* [WORK TO BE COMPLETED]: Which lines in the listing below contain the string "stair"? Extract each of them.

* begin DATA FOR THIS EXERCISE *

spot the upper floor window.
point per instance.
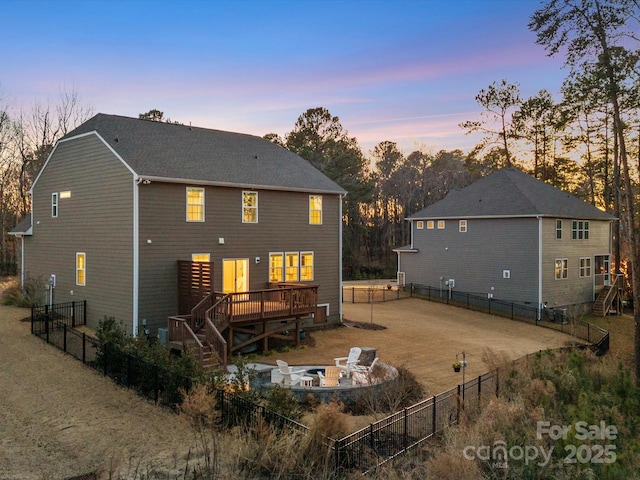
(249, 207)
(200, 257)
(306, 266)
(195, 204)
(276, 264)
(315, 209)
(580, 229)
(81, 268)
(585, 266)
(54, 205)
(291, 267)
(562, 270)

* end DATA FOR THIS EXERCISE *
* begin DATA FOR THIS EXERCISE *

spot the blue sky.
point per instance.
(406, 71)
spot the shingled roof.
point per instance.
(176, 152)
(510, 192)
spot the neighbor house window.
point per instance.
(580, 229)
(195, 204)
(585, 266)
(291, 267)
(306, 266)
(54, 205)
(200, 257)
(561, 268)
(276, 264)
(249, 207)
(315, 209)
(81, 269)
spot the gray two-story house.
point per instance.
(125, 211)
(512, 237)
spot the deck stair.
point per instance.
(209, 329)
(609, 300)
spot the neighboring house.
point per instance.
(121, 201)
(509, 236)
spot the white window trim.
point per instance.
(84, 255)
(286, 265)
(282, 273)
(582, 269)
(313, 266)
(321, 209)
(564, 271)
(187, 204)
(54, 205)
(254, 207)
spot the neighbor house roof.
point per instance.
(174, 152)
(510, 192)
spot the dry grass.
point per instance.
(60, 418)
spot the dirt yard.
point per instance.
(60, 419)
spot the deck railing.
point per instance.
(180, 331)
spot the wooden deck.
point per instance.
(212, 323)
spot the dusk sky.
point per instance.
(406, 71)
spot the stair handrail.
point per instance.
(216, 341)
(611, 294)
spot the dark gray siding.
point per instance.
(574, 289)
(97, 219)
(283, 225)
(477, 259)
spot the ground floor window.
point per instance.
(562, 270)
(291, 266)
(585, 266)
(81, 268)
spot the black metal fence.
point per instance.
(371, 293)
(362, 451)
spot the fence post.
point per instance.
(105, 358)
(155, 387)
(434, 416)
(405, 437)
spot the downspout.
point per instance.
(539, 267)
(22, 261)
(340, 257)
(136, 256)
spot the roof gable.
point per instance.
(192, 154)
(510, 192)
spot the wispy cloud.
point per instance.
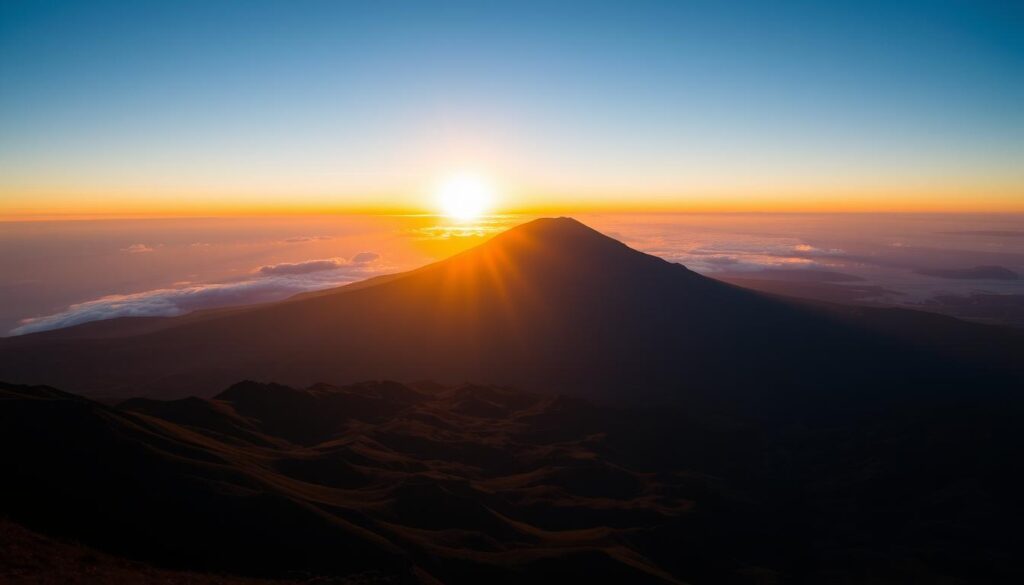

* end DATA FOR THIS EXERCISE *

* [RESULT FOR THIS EXERCISE]:
spot the deck stair.
spot the stair handrail.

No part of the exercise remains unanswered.